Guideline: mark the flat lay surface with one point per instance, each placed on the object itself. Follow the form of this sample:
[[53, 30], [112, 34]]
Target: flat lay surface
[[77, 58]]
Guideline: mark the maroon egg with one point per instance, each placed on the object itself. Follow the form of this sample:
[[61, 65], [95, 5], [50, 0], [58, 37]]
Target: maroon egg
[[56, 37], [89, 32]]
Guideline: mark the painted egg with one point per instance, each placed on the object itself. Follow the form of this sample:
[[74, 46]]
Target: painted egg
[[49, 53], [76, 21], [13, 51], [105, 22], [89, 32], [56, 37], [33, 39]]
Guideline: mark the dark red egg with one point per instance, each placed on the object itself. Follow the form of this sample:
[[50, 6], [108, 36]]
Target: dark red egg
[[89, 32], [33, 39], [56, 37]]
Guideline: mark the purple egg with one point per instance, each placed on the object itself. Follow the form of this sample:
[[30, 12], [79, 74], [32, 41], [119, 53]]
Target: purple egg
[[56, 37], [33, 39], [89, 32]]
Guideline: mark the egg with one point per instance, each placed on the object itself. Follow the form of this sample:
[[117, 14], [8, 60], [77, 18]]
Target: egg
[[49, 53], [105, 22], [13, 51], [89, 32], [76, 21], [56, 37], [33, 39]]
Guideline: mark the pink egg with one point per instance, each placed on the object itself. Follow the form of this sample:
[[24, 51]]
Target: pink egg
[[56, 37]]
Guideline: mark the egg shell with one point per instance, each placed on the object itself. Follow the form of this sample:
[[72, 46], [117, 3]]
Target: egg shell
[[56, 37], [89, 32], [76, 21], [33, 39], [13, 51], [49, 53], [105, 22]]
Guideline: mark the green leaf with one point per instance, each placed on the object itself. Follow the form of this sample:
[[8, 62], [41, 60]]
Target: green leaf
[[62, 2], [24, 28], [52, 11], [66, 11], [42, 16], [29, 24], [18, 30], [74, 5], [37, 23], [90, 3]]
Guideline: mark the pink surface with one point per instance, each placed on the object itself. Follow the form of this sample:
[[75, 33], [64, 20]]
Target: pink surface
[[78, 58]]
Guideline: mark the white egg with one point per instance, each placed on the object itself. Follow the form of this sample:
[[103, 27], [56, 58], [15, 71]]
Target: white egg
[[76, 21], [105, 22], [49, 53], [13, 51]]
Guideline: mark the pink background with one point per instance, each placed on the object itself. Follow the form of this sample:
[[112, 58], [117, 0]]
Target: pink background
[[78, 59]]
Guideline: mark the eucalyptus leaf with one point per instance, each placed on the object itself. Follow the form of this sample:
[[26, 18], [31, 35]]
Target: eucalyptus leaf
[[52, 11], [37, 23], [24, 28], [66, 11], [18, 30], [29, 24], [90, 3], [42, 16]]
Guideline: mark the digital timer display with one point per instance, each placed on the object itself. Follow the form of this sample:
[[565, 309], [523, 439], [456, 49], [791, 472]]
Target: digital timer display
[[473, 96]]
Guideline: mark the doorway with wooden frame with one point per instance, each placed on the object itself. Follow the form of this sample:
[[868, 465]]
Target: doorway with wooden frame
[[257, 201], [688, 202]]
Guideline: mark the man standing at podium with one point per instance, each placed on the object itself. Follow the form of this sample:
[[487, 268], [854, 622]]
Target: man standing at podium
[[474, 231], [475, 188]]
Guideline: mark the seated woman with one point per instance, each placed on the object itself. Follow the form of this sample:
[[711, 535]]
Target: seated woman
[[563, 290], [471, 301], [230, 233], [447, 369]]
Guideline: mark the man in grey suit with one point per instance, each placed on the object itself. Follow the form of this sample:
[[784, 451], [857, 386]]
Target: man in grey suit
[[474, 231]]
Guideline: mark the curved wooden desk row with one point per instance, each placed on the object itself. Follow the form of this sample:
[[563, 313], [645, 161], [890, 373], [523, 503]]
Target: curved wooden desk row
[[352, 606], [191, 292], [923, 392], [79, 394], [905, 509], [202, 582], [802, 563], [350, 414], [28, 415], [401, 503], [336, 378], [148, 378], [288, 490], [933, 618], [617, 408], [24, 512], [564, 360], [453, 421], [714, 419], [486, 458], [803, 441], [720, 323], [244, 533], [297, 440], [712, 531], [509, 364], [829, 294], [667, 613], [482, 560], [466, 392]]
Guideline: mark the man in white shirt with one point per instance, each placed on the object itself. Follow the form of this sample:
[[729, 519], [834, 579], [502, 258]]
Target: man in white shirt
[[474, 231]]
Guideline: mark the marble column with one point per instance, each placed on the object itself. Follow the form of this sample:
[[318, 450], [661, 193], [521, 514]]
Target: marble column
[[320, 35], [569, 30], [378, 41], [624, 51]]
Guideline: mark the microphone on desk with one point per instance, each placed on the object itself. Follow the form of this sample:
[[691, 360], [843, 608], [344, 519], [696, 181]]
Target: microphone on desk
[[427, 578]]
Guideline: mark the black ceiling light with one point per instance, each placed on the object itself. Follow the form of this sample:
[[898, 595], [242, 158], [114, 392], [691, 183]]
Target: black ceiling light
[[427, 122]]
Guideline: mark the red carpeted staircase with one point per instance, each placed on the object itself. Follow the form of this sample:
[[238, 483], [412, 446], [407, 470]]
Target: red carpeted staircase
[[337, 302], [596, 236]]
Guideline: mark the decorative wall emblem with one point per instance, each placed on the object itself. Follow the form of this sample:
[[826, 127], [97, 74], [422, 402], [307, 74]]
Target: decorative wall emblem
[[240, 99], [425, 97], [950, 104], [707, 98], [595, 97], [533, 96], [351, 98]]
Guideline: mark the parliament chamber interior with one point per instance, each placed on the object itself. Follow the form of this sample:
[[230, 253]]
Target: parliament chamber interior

What the task asks |
Search the entries for the word "interior", then gather every line that has it.

Response to the task |
Guideline: mark the parliament chamber interior with one point per instance, each placed on the object itself. Follow the form of this sample:
Target: parliament chamber interior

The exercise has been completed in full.